▶ [Material]:
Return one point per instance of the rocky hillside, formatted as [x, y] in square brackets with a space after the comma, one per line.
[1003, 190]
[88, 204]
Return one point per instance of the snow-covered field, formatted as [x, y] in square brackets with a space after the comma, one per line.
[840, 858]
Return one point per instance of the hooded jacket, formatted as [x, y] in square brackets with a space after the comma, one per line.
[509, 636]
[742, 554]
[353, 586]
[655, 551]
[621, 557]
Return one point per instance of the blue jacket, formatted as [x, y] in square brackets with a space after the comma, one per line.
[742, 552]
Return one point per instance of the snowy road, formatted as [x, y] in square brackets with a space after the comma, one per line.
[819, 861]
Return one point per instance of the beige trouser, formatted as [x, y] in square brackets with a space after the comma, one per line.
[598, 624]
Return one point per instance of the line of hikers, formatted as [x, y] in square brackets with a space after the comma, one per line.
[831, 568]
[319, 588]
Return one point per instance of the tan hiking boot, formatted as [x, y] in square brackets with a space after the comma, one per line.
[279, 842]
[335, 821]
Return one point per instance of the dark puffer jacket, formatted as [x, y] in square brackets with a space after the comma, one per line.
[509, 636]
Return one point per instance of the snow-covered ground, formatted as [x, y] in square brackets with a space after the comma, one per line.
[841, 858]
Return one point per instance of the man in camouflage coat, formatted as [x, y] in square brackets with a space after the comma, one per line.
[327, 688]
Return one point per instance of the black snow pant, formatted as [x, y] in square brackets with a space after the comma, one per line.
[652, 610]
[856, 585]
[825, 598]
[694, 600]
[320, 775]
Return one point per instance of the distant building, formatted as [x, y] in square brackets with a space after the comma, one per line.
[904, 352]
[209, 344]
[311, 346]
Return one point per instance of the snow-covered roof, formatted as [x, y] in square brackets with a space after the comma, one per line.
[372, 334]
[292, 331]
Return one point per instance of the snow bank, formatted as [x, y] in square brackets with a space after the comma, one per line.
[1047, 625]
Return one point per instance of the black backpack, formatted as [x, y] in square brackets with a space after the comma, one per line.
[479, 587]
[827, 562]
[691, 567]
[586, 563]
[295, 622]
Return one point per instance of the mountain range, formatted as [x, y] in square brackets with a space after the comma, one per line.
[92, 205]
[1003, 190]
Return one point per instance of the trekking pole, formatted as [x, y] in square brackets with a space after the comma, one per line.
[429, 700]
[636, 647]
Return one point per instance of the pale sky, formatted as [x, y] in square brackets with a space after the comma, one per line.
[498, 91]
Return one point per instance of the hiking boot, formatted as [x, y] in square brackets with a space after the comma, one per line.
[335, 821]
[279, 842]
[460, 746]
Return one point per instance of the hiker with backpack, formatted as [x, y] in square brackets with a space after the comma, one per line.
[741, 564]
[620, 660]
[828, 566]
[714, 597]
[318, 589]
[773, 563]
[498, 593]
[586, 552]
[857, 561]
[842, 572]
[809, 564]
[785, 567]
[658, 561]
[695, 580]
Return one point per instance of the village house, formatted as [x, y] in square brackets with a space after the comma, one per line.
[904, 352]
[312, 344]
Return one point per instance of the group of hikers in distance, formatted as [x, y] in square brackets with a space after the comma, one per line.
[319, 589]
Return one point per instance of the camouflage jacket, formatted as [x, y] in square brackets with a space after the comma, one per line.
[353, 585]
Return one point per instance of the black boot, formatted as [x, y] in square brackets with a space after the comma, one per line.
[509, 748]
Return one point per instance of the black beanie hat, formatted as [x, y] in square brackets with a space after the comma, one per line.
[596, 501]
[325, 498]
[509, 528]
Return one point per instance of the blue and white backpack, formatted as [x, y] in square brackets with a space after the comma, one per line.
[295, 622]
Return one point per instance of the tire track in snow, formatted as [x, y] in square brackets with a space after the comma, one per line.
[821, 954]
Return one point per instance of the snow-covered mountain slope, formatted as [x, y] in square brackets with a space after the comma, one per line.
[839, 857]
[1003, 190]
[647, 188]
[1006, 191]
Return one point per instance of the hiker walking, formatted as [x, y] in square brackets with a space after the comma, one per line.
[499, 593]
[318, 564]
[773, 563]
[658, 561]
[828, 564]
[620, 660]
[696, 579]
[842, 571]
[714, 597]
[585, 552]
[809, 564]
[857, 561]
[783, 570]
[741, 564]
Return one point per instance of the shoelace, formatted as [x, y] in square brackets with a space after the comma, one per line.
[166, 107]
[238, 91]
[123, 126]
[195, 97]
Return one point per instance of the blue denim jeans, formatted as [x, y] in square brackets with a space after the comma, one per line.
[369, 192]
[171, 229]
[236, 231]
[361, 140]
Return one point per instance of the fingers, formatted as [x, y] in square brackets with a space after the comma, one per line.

▶ [Task to complete]: Using the listing above, retype each line exactly.

▶ [Solution for this problem]:
Return one point per instance of the rocky hillside, formatted as [x, y] in square brackets with a space after the comma, one per line.
[1003, 190]
[88, 204]
Return one point per instance of the snow-covered field, formatted as [x, y] in square brackets with a space after the comma, one per line.
[840, 858]
Return one point per instance of the hooded jacket, formatted as [x, y] in square brackets with a space after the comma, one per line.
[509, 636]
[742, 554]
[353, 586]
[655, 551]
[621, 557]
Return one point per instance of the blue jacket, formatted as [x, y] in square brackets with a space after the comma, one per line.
[742, 552]
Return one point per instance of the snowy road, formatted as [x, y] in square brackets with a space after the comma, one per line.
[819, 861]
Return one point per instance of the beige trouser, formatted as [x, y] in square brackets with a space after the comma, one per line.
[598, 624]
Return one point per instance of the line of hikers, formatted as [x, y] in square brackets with a space after the comma, one per line.
[831, 568]
[319, 588]
Return one point per instance of the tan hiking boot, formatted as [x, y] in square brackets with a space after the comma, one per line.
[279, 842]
[335, 821]
Return one point per instance of the dark puffer jacket, formatted as [x, y] in square brackets with a space after the comma, one per line.
[509, 636]
Return one point per instance of the snow-covered ground, formatted as [x, y] in square brackets with a space after the comma, one per line.
[841, 858]
Return one point per instance of the man in camouflage coat, formatted as [x, y] in square brackets with a space after the comma, one per line.
[327, 688]
Return one point per instance of the black snow pant, formatted as [x, y] in square brackets with a space after the comma, one per line.
[652, 610]
[856, 585]
[825, 598]
[694, 600]
[320, 775]
Return one point per instance of the distant building, formatted as [x, y] in square brackets with a space after the comma, one per line.
[904, 352]
[209, 344]
[311, 346]
Return one point per instance of the snow-covered roof, formatted as [x, y] in square brackets with a space after the comma, one per line.
[372, 334]
[292, 331]
Return one point per instance of the snow bank, formatted as [x, y] in square brackets with a space after the comma, one per line.
[1047, 625]
Return one point per instance of the black backpack, formatted as [x, y] in square brackets with a space after the comma, one per line.
[479, 587]
[827, 562]
[691, 567]
[586, 563]
[295, 622]
Return one point per instance of the mountain range, formatted as [x, y] in square brackets with a space after the comma, one per line.
[92, 205]
[1003, 190]
Return one point per instance of the trekking pole, formatted as [x, y] in square brackets with a space after the comma, one per line.
[429, 700]
[636, 647]
Return one point per instance of the pale sky, formatted as [x, y] in square brackets with a space after the comma, one per line.
[498, 91]
Return one point per instance of the hiking boot, formatted as [x, y] in square brackets with a space after the comma, one per line.
[335, 821]
[279, 842]
[460, 746]
Return one point per instance of the hiker with backpack, formatted as [x, y] in square brackets with a space after the comma, one per line.
[741, 564]
[620, 660]
[828, 566]
[714, 597]
[318, 589]
[773, 563]
[498, 593]
[586, 552]
[857, 561]
[842, 572]
[809, 564]
[785, 567]
[658, 561]
[695, 580]
Return one point per instance of the village house, formatted as [x, y] in square brackets with a space after the comma, one per line.
[904, 352]
[312, 344]
Return one point per instance of the group of hikers in distance, formatted as [x, y] in square brackets with a space after the comma, one per line.
[319, 589]
Return one point per instance of the camouflage jacket, formatted as [x, y] in square brackets with a space after the comma, one per line.
[353, 585]
Return one point per instance of the black boot, formatted as [x, y] in square brackets with a space after the comma, one per line.
[509, 748]
Return one point per instance of the black beanie hat, formatted as [x, y] in square brackets with a space after the comma, one per line.
[596, 501]
[325, 498]
[509, 528]
Return one point per instance of the blue and white backpack, formatted as [x, y] in square brackets with a space after the comma, one per line.
[295, 622]
Return one point per instance of the tire track in snow, formatted as [x, y] in square brackets with a space after the comma, one per line.
[821, 954]
Return one point per instance of the snow-covered mountain slope, formatted as [x, y] in square brackets with a space after the comma, one per line.
[839, 857]
[1003, 190]
[647, 188]
[1006, 191]
Return one point per instance of the hiker walking, formatted as [x, y] in square brackets with a space after the comma, one per line.
[499, 593]
[318, 564]
[773, 563]
[658, 561]
[828, 564]
[620, 660]
[696, 579]
[842, 571]
[714, 597]
[585, 552]
[809, 564]
[857, 561]
[783, 570]
[741, 564]
Return one point per instance of the shoelace, formatted as [x, y] in square brackets with a space after the comma, one per line.
[166, 107]
[238, 91]
[123, 126]
[195, 97]
Return one point per instance of the blue denim jeans, formatted as [x, y] in square brackets with a space after the comma, one per line.
[369, 192]
[171, 229]
[236, 231]
[361, 140]
Return one point per instance of the fingers, formatted as [x, y] in square brackets with a space after the comma, one per line.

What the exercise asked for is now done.